Give back each entry word for word, but drop the images.

------ EXERCISE MATERIALS ------

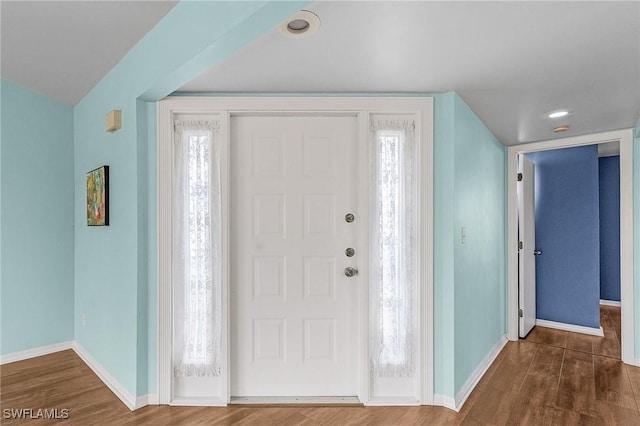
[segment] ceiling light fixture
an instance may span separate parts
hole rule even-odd
[[[278,26],[280,34],[289,38],[302,38],[314,34],[320,28],[320,18],[313,12],[301,10]]]
[[[560,117],[566,117],[567,115],[569,115],[569,111],[567,110],[555,111],[549,114],[549,118],[560,118]]]
[[[292,33],[303,33],[309,29],[311,24],[304,19],[294,19],[287,24],[287,29]]]
[[[558,127],[554,127],[553,128],[553,131],[555,133],[566,132],[567,130],[569,130],[569,125],[568,124],[563,124],[562,126],[558,126]]]

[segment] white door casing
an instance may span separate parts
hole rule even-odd
[[[232,397],[358,393],[356,125],[231,118]]]
[[[518,158],[518,305],[521,309],[519,332],[524,338],[536,325],[536,219],[535,167],[524,154]]]
[[[222,365],[219,394],[215,397],[175,400],[172,394],[171,374],[171,138],[173,120],[179,114],[216,116],[219,119],[223,150],[229,152],[232,117],[256,115],[281,116],[353,116],[357,121],[357,164],[358,185],[368,182],[369,165],[369,125],[374,114],[413,115],[416,120],[416,142],[418,146],[418,173],[416,175],[420,218],[418,239],[418,263],[420,270],[418,304],[420,309],[419,376],[416,377],[415,398],[372,400],[370,396],[371,377],[368,374],[368,286],[363,285],[355,303],[358,306],[357,336],[354,336],[359,355],[354,355],[358,376],[358,397],[365,404],[433,404],[433,99],[426,97],[374,98],[374,97],[171,97],[158,103],[158,401],[160,404],[177,405],[226,405],[231,395],[230,364],[230,312],[234,309],[229,298],[229,256],[223,261],[222,288]],[[222,159],[223,185],[223,251],[229,251],[230,202],[228,199],[230,164],[229,155]],[[368,206],[368,194],[358,191],[358,211]],[[368,247],[366,220],[356,220],[359,243]],[[359,278],[367,282],[367,265],[359,259]],[[276,384],[277,385],[277,384]]]

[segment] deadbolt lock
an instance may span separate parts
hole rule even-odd
[[[344,220],[346,220],[346,221],[347,221],[347,223],[351,223],[351,222],[353,222],[354,220],[356,220],[356,217],[353,215],[353,213],[347,213],[347,214],[344,216]]]
[[[348,249],[346,249],[346,250],[344,251],[344,254],[345,254],[347,257],[353,257],[353,255],[354,255],[354,254],[356,254],[356,251],[355,251],[354,249],[352,249],[351,247],[349,247]]]

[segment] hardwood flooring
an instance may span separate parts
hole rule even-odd
[[[442,407],[148,406],[131,412],[72,351],[2,366],[2,425],[640,425],[640,368],[620,362],[620,310],[605,337],[535,328],[509,342],[460,413]],[[66,420],[6,409],[68,410]]]

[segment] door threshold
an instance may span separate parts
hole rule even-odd
[[[362,407],[357,396],[232,396],[232,405],[321,405],[321,406],[358,406]]]

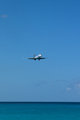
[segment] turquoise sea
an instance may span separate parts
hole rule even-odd
[[[80,120],[80,103],[0,103],[0,120]]]

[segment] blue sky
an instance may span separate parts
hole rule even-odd
[[[0,51],[0,101],[80,102],[79,0],[0,0]]]

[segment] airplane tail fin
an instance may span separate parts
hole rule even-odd
[[[35,55],[33,55],[35,57]]]

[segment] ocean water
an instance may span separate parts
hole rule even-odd
[[[0,103],[0,120],[80,120],[80,103]]]

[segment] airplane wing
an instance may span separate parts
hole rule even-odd
[[[35,58],[28,58],[28,59],[35,60]]]
[[[33,60],[34,58],[23,58],[23,59],[32,59]]]
[[[40,59],[46,59],[46,58],[42,58],[42,57],[41,57]]]
[[[28,59],[34,59],[34,58],[28,58]]]

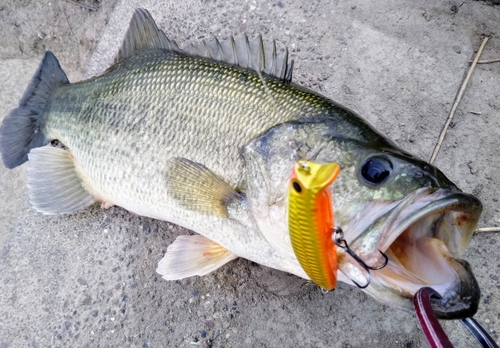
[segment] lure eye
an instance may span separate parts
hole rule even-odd
[[[392,162],[386,157],[370,157],[361,167],[361,175],[368,183],[377,185],[392,173]]]
[[[297,192],[297,193],[302,192],[302,186],[300,186],[300,184],[297,181],[294,181],[292,183],[292,186],[293,186],[293,189],[295,190],[295,192]]]

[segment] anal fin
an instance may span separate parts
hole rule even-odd
[[[237,257],[206,237],[179,236],[158,262],[156,272],[165,280],[204,276]]]
[[[45,214],[72,213],[95,202],[82,186],[69,151],[38,147],[28,158],[28,193],[36,210]]]

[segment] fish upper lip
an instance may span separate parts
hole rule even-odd
[[[350,244],[368,264],[377,263],[379,249],[389,256],[385,269],[372,272],[373,287],[368,292],[389,287],[412,298],[420,287],[430,286],[442,296],[432,302],[438,318],[475,314],[480,289],[468,263],[457,258],[469,243],[481,211],[476,197],[449,189],[423,188],[392,203]],[[396,305],[411,310],[406,303]]]
[[[422,195],[424,193],[424,195]],[[428,204],[418,207],[421,199],[430,200]],[[399,205],[404,204],[402,201]],[[435,230],[434,235],[429,237],[439,238],[446,242],[446,246],[454,257],[460,256],[467,246],[479,216],[482,212],[481,202],[474,196],[463,192],[450,192],[449,190],[437,190],[433,193],[425,195],[425,191],[418,192],[413,202],[409,205],[403,205],[402,209],[396,207],[396,219],[392,220],[390,225],[386,225],[386,230],[383,233],[383,239],[379,243],[379,248],[382,251],[387,250],[391,244],[411,225],[422,221],[428,216],[455,212],[463,213],[457,217],[457,229],[465,232],[460,233],[462,237],[458,243],[452,243],[452,236],[444,236],[442,230]],[[452,231],[453,232],[453,231]],[[450,233],[451,234],[451,233]]]
[[[366,210],[370,209],[376,209],[376,207],[369,206]],[[425,220],[426,217],[447,212],[465,214],[456,225],[457,228],[466,232],[459,234],[460,243],[451,244],[450,236],[445,238],[439,230],[434,231],[437,235],[429,237],[441,238],[449,243],[447,244],[449,251],[454,257],[458,257],[464,251],[475,230],[482,212],[482,204],[476,197],[467,193],[453,192],[448,189],[421,188],[397,202],[387,203],[380,210],[382,211],[380,215],[372,217],[370,223],[364,223],[362,227],[359,226],[363,223],[362,219],[357,219],[353,225],[348,223],[345,228],[341,226],[345,231],[350,231],[347,239],[351,248],[364,258],[369,259],[371,254],[378,258],[378,250],[386,251],[408,227]],[[370,219],[367,211],[363,211],[360,215],[365,219]]]

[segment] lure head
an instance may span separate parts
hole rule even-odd
[[[311,161],[298,161],[290,176],[290,184],[297,195],[301,195],[302,188],[309,193],[325,190],[337,178],[340,172],[338,163],[318,164]]]
[[[288,229],[293,251],[311,280],[326,290],[337,284],[330,185],[339,171],[337,163],[299,161],[288,188]]]

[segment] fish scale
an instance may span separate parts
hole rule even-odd
[[[162,202],[168,195],[165,182],[150,180],[166,176],[170,157],[202,163],[236,183],[242,170],[238,149],[261,129],[297,118],[306,109],[296,87],[263,78],[267,89],[255,72],[147,52],[102,77],[60,87],[47,112],[45,132],[71,148],[78,172],[95,196],[131,210],[150,202],[154,210],[164,211],[162,218],[172,219],[167,213],[171,206]],[[320,97],[309,99],[324,104]],[[279,112],[270,113],[276,104]],[[110,134],[117,141],[110,142]]]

------

- **FINAL ANSWER**:
[segment] ceiling light fixture
an instance may span separate parts
hole rule even-odd
[[[278,26],[280,34],[289,38],[302,38],[314,34],[320,28],[320,18],[313,12],[301,10]]]
[[[560,117],[566,117],[567,115],[569,115],[569,111],[567,110],[555,111],[549,114],[549,118],[560,118]]]
[[[292,33],[303,33],[309,29],[311,24],[304,19],[294,19],[287,24],[287,29]]]
[[[558,127],[554,127],[553,128],[553,131],[555,133],[566,132],[567,130],[569,130],[569,125],[568,124],[563,124],[562,126],[558,126]]]

[segment] white door casing
an instance may span separate parts
hole rule even-odd
[[[232,397],[358,393],[356,125],[231,118]]]
[[[518,158],[518,305],[521,309],[519,332],[524,338],[536,325],[536,219],[535,167],[524,154]]]
[[[222,365],[219,394],[215,397],[175,400],[172,394],[171,374],[171,138],[173,120],[179,114],[216,116],[219,119],[223,150],[229,152],[232,117],[256,115],[281,116],[353,116],[357,121],[357,164],[358,185],[368,182],[369,165],[369,125],[374,114],[413,115],[416,120],[416,142],[418,146],[418,173],[416,175],[420,218],[418,239],[418,263],[420,270],[418,304],[420,309],[419,376],[416,377],[415,398],[372,400],[370,396],[371,377],[368,374],[368,286],[363,285],[355,303],[358,306],[357,336],[354,336],[359,355],[354,355],[358,376],[358,397],[365,404],[433,404],[433,99],[426,97],[374,98],[374,97],[171,97],[158,103],[158,401],[160,404],[177,405],[226,405],[231,395],[230,364],[230,312],[234,309],[229,298],[229,256],[223,261],[222,288]],[[222,159],[223,185],[223,251],[229,251],[230,202],[228,199],[230,164],[229,155]],[[368,206],[368,194],[358,191],[358,211]],[[368,247],[366,220],[356,220],[359,243]],[[359,278],[367,282],[367,265],[359,259]],[[276,384],[277,385],[277,384]]]

[segment] deadbolt lock
an instance may span separate parts
hole rule even-odd
[[[344,220],[346,220],[346,221],[347,221],[347,223],[351,223],[351,222],[353,222],[354,220],[356,220],[356,217],[353,215],[353,213],[347,213],[347,214],[344,216]]]
[[[348,249],[346,249],[346,250],[344,251],[344,254],[345,254],[347,257],[353,257],[353,255],[354,255],[354,254],[356,254],[356,251],[355,251],[354,249],[352,249],[351,247],[349,247]]]

[segment] hardwood flooring
an instance may span separate parts
hole rule even-odd
[[[442,407],[148,406],[131,412],[72,351],[2,366],[2,425],[640,425],[640,368],[620,362],[620,310],[605,337],[535,328],[509,342],[460,413]],[[66,420],[6,409],[68,410]]]

[segment] door threshold
an instance may span separate parts
hole rule even-odd
[[[362,407],[357,396],[232,396],[232,405],[321,405],[321,406],[358,406]]]

[segment] turquoise sea
an instance may span separate parts
hole rule even-odd
[[[80,120],[80,103],[0,103],[0,120]]]

[segment] blue sky
an instance may span separate parts
hole rule even-odd
[[[0,51],[0,101],[80,102],[79,0],[0,0]]]

[segment] airplane tail fin
an instance may span separate parts
hole rule even-odd
[[[35,55],[33,55],[35,57]]]

[segment] ocean water
an instance may span separate parts
hole rule even-odd
[[[0,103],[0,120],[80,120],[80,103]]]

[segment] airplane wing
an instance may span separate parts
hole rule even-odd
[[[35,58],[28,58],[28,59],[35,60]]]
[[[33,60],[34,58],[23,58],[23,59],[32,59]]]
[[[40,59],[46,59],[46,58],[42,58],[42,57],[41,57]]]
[[[28,59],[34,59],[34,58],[28,58]]]

[segment] lure eye
an instance may span separate parts
hole rule even-odd
[[[392,162],[386,157],[370,157],[361,167],[361,175],[368,183],[377,185],[392,173]]]
[[[297,192],[297,193],[302,192],[302,186],[300,186],[300,184],[297,181],[294,181],[292,183],[292,186],[293,186],[293,189],[295,190],[295,192]]]

[segment] anal fin
an instance may span separate parts
hole rule even-odd
[[[237,257],[206,237],[179,236],[158,262],[156,272],[165,280],[204,276]]]
[[[45,214],[72,213],[95,202],[82,186],[69,151],[38,147],[28,158],[28,193],[36,210]]]

[segment] fish upper lip
an instance may span separate parts
hole rule even-odd
[[[350,244],[368,264],[377,263],[379,249],[389,256],[385,269],[372,272],[373,287],[368,292],[389,287],[412,298],[420,287],[430,286],[442,296],[432,302],[438,318],[475,314],[480,289],[468,263],[457,258],[469,243],[481,211],[476,197],[449,189],[423,188],[392,203]],[[396,305],[411,310],[406,303]]]
[[[422,195],[424,193],[424,195]],[[428,204],[418,207],[421,199],[430,200]],[[399,205],[404,204],[402,201]],[[435,230],[434,235],[429,237],[439,238],[446,242],[446,246],[454,257],[460,256],[467,246],[479,216],[482,212],[481,202],[474,196],[463,192],[450,192],[449,190],[437,190],[433,193],[425,195],[425,191],[418,192],[413,202],[409,205],[403,205],[402,209],[396,207],[396,219],[392,220],[390,225],[386,225],[386,230],[383,233],[383,239],[379,243],[379,248],[382,251],[387,250],[391,244],[411,225],[422,221],[428,216],[455,212],[463,213],[457,217],[457,229],[465,232],[460,233],[462,237],[458,243],[452,243],[452,236],[444,236],[442,230]],[[452,231],[453,232],[453,231]],[[450,233],[451,234],[451,233]]]
[[[366,210],[370,209],[376,209],[376,207],[369,206]],[[425,220],[426,217],[447,212],[465,214],[456,225],[457,228],[466,232],[459,234],[460,243],[451,244],[450,236],[445,238],[439,230],[434,231],[437,235],[429,237],[441,238],[449,243],[447,244],[449,251],[454,257],[458,257],[464,251],[475,230],[482,212],[482,204],[476,197],[467,193],[453,192],[448,189],[421,188],[397,202],[387,203],[380,210],[382,211],[380,215],[372,217],[370,223],[364,223],[362,227],[359,226],[363,223],[362,219],[357,219],[353,225],[348,223],[345,228],[341,226],[345,231],[350,231],[347,239],[351,248],[364,258],[369,259],[371,254],[378,258],[378,250],[386,251],[408,227]],[[370,219],[367,211],[363,211],[360,215],[365,219]]]

[segment] lure head
an instance may span separate parts
hole rule even-odd
[[[311,161],[298,161],[290,176],[290,184],[297,195],[301,195],[302,188],[309,193],[325,190],[337,178],[340,172],[338,163],[318,164]]]
[[[288,229],[293,251],[311,280],[326,290],[337,284],[330,185],[339,171],[337,163],[299,161],[288,188]]]

[segment] fish scale
an instance may span separate parts
hole rule even-odd
[[[162,202],[168,195],[165,182],[150,180],[166,176],[170,157],[202,163],[236,183],[242,170],[238,149],[261,129],[297,118],[306,109],[296,87],[263,78],[267,89],[255,72],[147,52],[102,77],[60,87],[47,112],[45,132],[71,148],[78,172],[95,196],[131,210],[150,202],[154,210],[164,211],[162,218],[172,219],[167,213],[171,206]],[[320,97],[309,99],[324,104]],[[279,112],[270,113],[276,104]],[[110,134],[117,141],[110,142]]]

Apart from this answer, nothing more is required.